- [WORK TO BE COMPLETED]: Copy the items starting with the line that contains "Task description: given an image, find every occurrence of dark" and going on through the line that contains "[0,87,400,245]", including both of those lines and the requests. Increase every bounding box coordinate in the answers by 137.

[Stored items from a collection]
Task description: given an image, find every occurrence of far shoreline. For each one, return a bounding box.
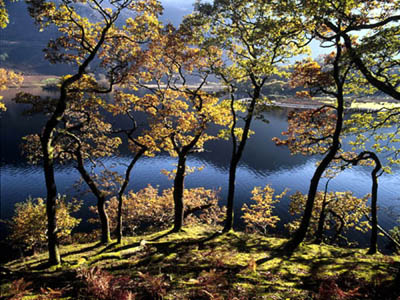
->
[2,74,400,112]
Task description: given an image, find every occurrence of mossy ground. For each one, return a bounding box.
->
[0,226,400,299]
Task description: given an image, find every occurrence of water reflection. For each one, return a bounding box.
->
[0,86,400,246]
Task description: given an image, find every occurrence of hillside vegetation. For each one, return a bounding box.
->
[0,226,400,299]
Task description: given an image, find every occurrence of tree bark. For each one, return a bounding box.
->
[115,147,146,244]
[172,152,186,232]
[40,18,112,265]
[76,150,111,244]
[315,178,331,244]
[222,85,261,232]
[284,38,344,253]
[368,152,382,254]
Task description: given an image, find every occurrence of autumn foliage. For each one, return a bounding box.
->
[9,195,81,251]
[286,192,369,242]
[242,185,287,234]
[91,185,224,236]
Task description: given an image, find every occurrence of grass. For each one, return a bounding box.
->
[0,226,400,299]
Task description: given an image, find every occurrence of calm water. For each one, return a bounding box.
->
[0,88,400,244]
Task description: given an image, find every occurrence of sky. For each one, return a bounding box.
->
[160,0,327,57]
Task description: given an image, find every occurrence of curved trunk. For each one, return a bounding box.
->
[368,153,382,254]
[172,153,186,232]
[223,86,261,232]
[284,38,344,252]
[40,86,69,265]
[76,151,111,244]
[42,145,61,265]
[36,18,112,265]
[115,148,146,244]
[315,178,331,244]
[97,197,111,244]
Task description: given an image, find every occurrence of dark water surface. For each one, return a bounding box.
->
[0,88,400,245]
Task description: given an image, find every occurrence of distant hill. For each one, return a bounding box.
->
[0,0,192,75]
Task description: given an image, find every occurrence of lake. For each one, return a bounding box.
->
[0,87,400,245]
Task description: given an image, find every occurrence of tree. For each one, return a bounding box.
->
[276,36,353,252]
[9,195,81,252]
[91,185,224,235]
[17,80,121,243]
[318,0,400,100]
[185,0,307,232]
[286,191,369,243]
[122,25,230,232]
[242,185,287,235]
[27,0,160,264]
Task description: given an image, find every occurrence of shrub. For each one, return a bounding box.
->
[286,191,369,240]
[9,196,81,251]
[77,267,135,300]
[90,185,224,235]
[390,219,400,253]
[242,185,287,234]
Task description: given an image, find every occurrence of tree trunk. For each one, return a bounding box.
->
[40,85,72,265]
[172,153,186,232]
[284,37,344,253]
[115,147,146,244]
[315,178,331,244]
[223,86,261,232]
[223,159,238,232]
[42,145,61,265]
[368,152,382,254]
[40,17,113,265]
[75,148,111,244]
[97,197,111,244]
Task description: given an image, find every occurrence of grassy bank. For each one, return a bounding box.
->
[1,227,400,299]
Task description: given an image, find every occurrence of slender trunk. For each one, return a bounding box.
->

- [TASK SOLUTION]:
Task description: given an image, find every occurrence of dark water surface. For each one, return a bounding box.
->
[137,225,537,382]
Task description: given an image, find every occurrence of distant hill. For each one, return a bounding box.
->
[137,137,329,212]
Task description: given an image, find every occurrence of lake. For each one, return a bounding box.
->
[137,224,537,382]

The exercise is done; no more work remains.